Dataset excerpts
•••

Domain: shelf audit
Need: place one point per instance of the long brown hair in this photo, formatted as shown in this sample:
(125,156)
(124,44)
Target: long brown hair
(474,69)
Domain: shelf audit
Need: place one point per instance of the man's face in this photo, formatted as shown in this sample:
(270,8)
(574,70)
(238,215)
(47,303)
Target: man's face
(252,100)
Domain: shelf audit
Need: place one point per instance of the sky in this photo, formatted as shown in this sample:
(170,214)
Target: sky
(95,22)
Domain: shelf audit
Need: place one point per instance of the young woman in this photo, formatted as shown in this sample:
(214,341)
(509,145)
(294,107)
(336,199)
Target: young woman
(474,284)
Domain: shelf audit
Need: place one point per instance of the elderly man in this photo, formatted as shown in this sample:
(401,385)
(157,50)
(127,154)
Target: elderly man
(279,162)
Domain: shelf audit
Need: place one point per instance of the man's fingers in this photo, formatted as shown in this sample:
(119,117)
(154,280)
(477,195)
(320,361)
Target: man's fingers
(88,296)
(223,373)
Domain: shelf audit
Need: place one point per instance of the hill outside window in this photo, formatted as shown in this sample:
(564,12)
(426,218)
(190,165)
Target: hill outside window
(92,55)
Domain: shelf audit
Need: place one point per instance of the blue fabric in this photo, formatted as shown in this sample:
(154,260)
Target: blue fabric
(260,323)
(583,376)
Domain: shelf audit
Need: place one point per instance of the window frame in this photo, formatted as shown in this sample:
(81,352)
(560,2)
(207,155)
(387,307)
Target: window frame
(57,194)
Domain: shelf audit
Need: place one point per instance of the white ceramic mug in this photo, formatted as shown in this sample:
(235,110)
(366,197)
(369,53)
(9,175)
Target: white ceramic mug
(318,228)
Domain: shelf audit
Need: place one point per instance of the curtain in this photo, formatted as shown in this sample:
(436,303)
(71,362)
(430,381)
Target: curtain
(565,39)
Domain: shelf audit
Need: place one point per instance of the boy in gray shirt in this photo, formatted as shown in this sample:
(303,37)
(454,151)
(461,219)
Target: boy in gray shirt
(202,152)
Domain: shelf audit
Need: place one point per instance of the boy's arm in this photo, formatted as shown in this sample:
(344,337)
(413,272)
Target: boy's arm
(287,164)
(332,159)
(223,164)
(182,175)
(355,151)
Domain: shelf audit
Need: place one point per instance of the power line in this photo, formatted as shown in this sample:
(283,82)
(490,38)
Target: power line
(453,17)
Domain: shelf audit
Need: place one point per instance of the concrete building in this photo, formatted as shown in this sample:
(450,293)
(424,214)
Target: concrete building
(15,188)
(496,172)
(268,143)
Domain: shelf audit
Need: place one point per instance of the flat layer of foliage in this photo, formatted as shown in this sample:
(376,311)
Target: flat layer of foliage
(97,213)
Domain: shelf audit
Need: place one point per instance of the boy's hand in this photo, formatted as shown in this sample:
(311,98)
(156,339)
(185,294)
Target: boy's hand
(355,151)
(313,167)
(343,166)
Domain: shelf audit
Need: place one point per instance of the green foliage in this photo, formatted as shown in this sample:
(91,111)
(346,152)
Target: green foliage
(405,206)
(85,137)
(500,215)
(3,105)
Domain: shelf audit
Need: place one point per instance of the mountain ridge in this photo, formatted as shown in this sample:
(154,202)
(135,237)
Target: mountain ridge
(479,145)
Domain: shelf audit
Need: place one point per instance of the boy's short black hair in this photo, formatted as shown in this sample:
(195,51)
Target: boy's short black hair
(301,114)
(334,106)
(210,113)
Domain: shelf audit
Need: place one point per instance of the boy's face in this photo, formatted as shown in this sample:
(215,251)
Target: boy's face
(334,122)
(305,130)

•••

EXERCISE
Could you output all of the records above exactly as given?

TASK OUTPUT
Domain: shelf audit
Need: place one point per instance of the long brown hair in this photo, formatted as shown in this sample:
(125,156)
(124,44)
Target: long brown hair
(474,69)
Domain: shelf audit
Need: place one point per instance of the man's face in this photo, formatted as shown in this sample:
(270,8)
(574,70)
(238,215)
(47,303)
Target: man's face
(252,100)
Domain: shelf audit
Need: place one point per instance of the sky in this photo, formatted as shown in this sample:
(170,214)
Target: sky
(95,22)
Domain: shelf audit
Need: place one point per instance of the young woman in this photo, formatted as shown in this sample:
(214,341)
(509,145)
(294,107)
(336,199)
Target: young woman
(474,284)
Domain: shelf audit
Need: place one point per instance of the elderly man in this photo, formatted as shown in this sample:
(401,385)
(157,50)
(127,154)
Target: elderly man
(279,162)
Domain: shelf audit
Need: place one point per instance of the man's fingers in this photo, formatted as shown in this sample:
(119,117)
(154,280)
(477,195)
(320,361)
Target: man's fingers
(88,296)
(223,373)
Domain: shelf audit
Need: place one point per instance of the hill outside window in this photo, formatted as shown in this sample:
(564,12)
(426,218)
(190,165)
Target: hill outside window
(92,55)
Domain: shelf audit
Need: place one point per instance of the blue fabric in this photo, formatted as shown in this sample:
(154,260)
Target: blue fabric
(260,323)
(583,376)
Domain: shelf audit
Need: place one point per instance of the window frame in this photo, formatted as shown in this sample:
(81,352)
(560,2)
(207,155)
(387,307)
Target: window frame
(57,194)
Domain: shelf audit
Need: place one point per instance of the white ceramic mug in this photo, formatted as shown in this sample:
(235,110)
(366,197)
(369,53)
(9,175)
Target: white ceramic mug
(318,228)
Domain: shelf audit
Need: place one point per instance of the curtain in this photo, formatted as shown in this sample:
(436,303)
(71,362)
(430,381)
Target: curtain
(565,39)
Domain: shelf audit
Need: place one point per instance of the boy in gray shirt in this photo, formatted as shown in this sample:
(303,37)
(454,151)
(461,219)
Target: boy in gray shirt
(202,152)
Domain: shelf audit
Need: place one point per instance of the boy's arm in this photo, formatted as shown in this sample:
(344,337)
(413,272)
Target: boy's arm
(287,164)
(332,159)
(223,164)
(182,175)
(355,151)
Domain: shelf audit
Need: place one point per instance of the power line in this photo, formatted as shown in this sample:
(283,82)
(490,38)
Target: power line
(453,17)
Domain: shelf audit
Need: place one point per instance of the concrete building in this photo, formatted as shown in this sample:
(450,293)
(424,214)
Target: concrete building
(15,188)
(496,172)
(268,143)
Domain: shelf audit
Need: place one point per instance of the flat layer of foliage in this photo, formatted as shown in this sample:
(376,311)
Target: flat layer of foliage
(97,213)
Domain: shelf audit
Need: place one point per instance of the boy's hand in this photo, formatted as shown in this sample:
(311,98)
(156,339)
(185,294)
Target: boy's hand
(355,151)
(313,167)
(343,166)
Domain: shelf audit
Need: place one point per instance of the green foliage in this photo, formatted as shown in this sample:
(91,111)
(346,152)
Target: green foliage
(405,206)
(85,137)
(500,215)
(3,105)
Domain: shelf audit
Need: place one point per instance of the mountain ridge in this photo, formatted as shown in this sample:
(154,202)
(135,237)
Target: mountain ridge
(479,145)
Domain: shelf audit
Need: place one point per instance of the boy's short black hair in this photo, formatted as shown in this sample:
(195,51)
Target: boy's short black hair
(301,114)
(334,106)
(210,113)
Domain: shelf audit
Need: place one point per instance of the boy's face in this photo, formatted as shown in this sample:
(215,251)
Target: boy's face
(334,122)
(305,130)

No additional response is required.